What to produce:
Omit the pictures, then write out every entry exactly as it reads.

[BEGIN Records to process]

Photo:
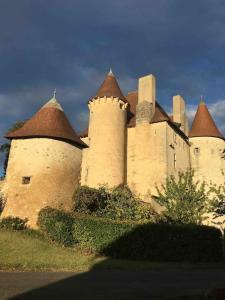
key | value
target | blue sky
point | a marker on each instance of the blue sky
(71, 44)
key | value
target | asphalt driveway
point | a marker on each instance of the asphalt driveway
(109, 284)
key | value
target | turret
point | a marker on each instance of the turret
(107, 123)
(44, 164)
(207, 146)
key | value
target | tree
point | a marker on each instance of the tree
(5, 148)
(218, 192)
(184, 199)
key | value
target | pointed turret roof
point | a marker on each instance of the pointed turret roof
(110, 87)
(50, 121)
(203, 124)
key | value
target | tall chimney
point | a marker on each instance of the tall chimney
(179, 115)
(146, 99)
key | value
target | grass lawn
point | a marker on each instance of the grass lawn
(24, 250)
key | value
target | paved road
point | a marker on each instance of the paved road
(108, 284)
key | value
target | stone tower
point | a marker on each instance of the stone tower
(44, 164)
(105, 158)
(207, 146)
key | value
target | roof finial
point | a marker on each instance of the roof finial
(202, 100)
(54, 94)
(110, 72)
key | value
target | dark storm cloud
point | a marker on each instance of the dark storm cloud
(70, 45)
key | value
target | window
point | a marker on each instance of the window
(196, 151)
(174, 160)
(26, 180)
(174, 137)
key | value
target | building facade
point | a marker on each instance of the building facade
(130, 140)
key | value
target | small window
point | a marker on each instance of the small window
(25, 180)
(175, 160)
(175, 137)
(196, 151)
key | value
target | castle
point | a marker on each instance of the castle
(129, 140)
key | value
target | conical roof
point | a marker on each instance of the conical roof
(203, 124)
(110, 88)
(50, 121)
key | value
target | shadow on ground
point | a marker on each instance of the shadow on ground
(104, 283)
(100, 283)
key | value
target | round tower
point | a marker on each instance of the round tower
(106, 153)
(44, 164)
(207, 146)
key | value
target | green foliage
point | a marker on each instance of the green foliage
(185, 200)
(13, 223)
(2, 202)
(88, 200)
(57, 225)
(95, 234)
(115, 204)
(168, 242)
(5, 148)
(218, 192)
(126, 240)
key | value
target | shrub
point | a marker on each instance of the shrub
(115, 204)
(184, 199)
(89, 200)
(167, 242)
(218, 192)
(126, 240)
(2, 202)
(56, 225)
(13, 223)
(96, 233)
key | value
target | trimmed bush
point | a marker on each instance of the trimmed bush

[END Records to process]

Correct result:
Photo:
key | value
target | blue sky
point | a marker on each instance of the blue sky
(71, 44)
key | value
target | asphalt driveway
point | a marker on each instance of the asphalt driveway
(109, 284)
key | value
target | turret
point | a marker on each instance of the turret
(107, 123)
(44, 164)
(207, 146)
key | value
target | tree
point | a marker on each instance of the tree
(5, 148)
(218, 192)
(184, 199)
key | value
target | pointed turret roof
point | a marker on each instance of the pointed turret roof
(110, 87)
(50, 121)
(203, 124)
key | value
target | tall chimney
point | a marker on each instance of the tall chimney
(179, 115)
(146, 99)
key | value
target | grass lawn
point | a marker on each instance of the grass lawn
(24, 250)
key | value
target | paved road
point | a marker on each instance of the paved road
(108, 284)
key | value
target | stone tower
point | a marker on each instance of the stone tower
(44, 164)
(105, 158)
(207, 146)
key | value
target | roof finial
point | a marker on each instance of the roof finial
(202, 100)
(54, 94)
(110, 72)
key | value
target | dark storm cloud
point | a marker on each instance of the dark storm cloud
(70, 45)
key | value
target | window
point | a marker on each instance of the window
(196, 151)
(174, 160)
(26, 180)
(174, 137)
key | value
target | building facade
point | a marker on each instance of the building facade
(130, 140)
key | value
target | small window
point | a marker on each instance of the small window
(25, 180)
(175, 160)
(175, 137)
(196, 151)
key | value
target | castle
point | a marker on each instance of the castle
(129, 140)
key | value
target | conical roof
point | a marker on each instance of the conical roof
(203, 124)
(110, 88)
(50, 121)
key | value
target | shadow on ground
point | a marker on each instance of the shadow on ground
(104, 283)
(100, 283)
key | value
target | round tower
point | a marker on each instance of the round tower
(106, 153)
(44, 164)
(207, 146)
key | value
target | green foliage
point | a marker on each instance of the green foliage
(185, 200)
(13, 223)
(2, 202)
(88, 200)
(57, 225)
(95, 234)
(115, 204)
(168, 242)
(5, 148)
(218, 192)
(126, 240)
key | value
target | shrub
point | a marker on each instance of the shrub
(115, 204)
(184, 199)
(89, 200)
(167, 242)
(218, 192)
(126, 240)
(2, 202)
(56, 225)
(13, 223)
(96, 233)
key | value
target | trimmed bush
point | a marker on each instance of the trimmed bush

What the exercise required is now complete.